- Exercise objective
Reproduce the records from their beginning through the line containing "[160,223,231,274]", changing "interface" to "image" and keeping everything else the same. Omit the pictures.

+ + +

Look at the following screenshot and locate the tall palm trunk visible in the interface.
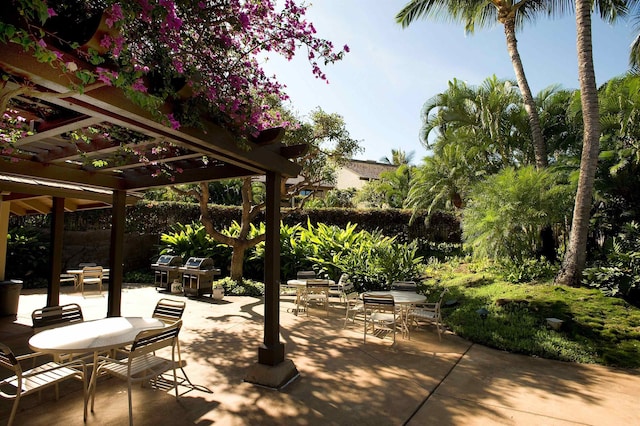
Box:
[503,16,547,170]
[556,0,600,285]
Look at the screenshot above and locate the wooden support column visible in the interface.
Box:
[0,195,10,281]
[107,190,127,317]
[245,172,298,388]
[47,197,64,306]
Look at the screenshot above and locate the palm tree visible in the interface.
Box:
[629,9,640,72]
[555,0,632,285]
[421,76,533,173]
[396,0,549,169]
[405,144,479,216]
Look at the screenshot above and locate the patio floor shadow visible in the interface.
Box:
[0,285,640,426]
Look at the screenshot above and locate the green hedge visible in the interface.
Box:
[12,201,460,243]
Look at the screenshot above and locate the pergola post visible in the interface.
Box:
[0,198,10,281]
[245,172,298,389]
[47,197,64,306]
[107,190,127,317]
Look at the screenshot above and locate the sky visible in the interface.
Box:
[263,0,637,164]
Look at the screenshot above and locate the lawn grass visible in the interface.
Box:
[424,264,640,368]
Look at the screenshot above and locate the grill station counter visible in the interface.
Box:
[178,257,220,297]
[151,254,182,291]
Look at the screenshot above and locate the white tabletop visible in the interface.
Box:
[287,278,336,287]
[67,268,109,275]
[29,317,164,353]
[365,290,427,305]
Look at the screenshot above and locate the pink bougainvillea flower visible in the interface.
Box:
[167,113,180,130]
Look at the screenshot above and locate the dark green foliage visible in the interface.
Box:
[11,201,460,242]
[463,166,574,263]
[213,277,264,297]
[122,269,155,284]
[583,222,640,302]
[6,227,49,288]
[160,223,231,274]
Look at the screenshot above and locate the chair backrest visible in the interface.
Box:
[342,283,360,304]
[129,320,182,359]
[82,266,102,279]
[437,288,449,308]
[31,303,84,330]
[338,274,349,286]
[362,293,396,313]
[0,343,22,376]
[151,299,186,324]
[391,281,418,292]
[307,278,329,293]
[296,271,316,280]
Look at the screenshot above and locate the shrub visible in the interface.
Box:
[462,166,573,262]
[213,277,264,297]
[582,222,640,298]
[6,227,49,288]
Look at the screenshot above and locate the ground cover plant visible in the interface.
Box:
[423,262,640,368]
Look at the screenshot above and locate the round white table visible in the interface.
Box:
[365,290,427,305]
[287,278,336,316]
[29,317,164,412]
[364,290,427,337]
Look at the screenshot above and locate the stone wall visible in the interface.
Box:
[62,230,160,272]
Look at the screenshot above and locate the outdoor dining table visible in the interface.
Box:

+ + +

- Result
Look at the following screenshot and locate the tall palm trunk visible in the image.
Box:
[503,16,547,170]
[556,0,600,285]
Look at the screenshot above and locate the wooden support column visible in the image.
Box:
[0,195,10,281]
[107,190,127,317]
[245,172,298,388]
[47,197,64,306]
Look at the screenshot above and locate the palm tree visible in the image.
Box:
[629,9,640,72]
[555,0,632,285]
[421,76,533,173]
[396,0,549,169]
[405,144,479,216]
Look at the screenshot above and locate the patio floor shadow visible in the image.
Box:
[0,285,640,426]
Look at the screenshot above and locate the green hedge visible in the image.
Box:
[12,201,460,243]
Look at the screenshot above and locate the pergola post visible in the image.
Box:
[0,198,10,281]
[245,172,298,389]
[47,197,64,306]
[107,190,127,317]
Look at the screenshot above and locate the sky visible in the image.
Box:
[263,0,637,164]
Look at the screenshot above and locate the lawn grass visible in the image.
Box:
[424,264,640,368]
Look at the screenshot above and locate the grill station counter visible in the image.
Box:
[178,257,220,297]
[151,254,182,291]
Look at the screenshot above and locate the white tabletop visible in the image.
Box:
[287,278,336,287]
[67,268,109,275]
[29,317,164,353]
[365,290,427,305]
Look at the screenshot above and locate the pink bougainvillea flower visible in the image.
Box:
[167,113,180,130]
Look at the screenshot above and locate the dark green foliage visible in the image.
Box:
[11,201,460,242]
[463,166,574,263]
[213,277,264,297]
[122,269,155,284]
[583,222,640,302]
[6,227,49,288]
[160,223,231,274]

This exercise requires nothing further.